### Task directions
An acceptable answer repeats exactly the line with "Mark the autumn" and each line after it through the end of the entries, and includes nothing else.
___ Available data
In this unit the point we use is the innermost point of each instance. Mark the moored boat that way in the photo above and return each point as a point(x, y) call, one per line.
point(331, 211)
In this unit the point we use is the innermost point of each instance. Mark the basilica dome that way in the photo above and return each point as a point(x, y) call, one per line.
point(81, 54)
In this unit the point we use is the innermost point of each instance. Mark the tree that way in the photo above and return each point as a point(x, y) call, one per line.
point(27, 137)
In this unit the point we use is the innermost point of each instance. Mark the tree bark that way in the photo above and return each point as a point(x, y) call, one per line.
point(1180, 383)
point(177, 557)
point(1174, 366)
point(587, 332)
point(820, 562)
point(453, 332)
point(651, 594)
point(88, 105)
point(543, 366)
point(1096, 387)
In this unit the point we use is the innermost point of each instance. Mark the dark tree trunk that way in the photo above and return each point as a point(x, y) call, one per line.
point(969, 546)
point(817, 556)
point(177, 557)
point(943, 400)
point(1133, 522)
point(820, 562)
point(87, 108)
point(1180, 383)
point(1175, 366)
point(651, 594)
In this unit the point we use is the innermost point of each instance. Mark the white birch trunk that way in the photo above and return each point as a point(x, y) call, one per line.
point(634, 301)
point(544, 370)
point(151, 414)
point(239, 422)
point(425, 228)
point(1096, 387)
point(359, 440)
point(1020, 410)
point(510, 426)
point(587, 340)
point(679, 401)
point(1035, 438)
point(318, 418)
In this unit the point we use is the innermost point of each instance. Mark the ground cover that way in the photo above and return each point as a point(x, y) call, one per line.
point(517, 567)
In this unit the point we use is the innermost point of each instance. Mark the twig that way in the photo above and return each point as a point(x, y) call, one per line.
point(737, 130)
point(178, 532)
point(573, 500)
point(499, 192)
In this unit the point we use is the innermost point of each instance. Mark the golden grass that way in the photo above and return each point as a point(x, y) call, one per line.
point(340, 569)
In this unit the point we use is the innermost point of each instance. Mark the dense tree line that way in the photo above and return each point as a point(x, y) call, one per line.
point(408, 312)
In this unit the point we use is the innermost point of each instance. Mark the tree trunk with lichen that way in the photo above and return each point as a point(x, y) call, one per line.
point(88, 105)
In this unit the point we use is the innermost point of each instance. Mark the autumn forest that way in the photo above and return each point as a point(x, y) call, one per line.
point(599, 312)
______
### Exercise answer
In this unit the point we use is the innermost point of each instance. Mark the autumn forest that way in the photo above and return each point as a point(x, y) call, one per line.
point(599, 312)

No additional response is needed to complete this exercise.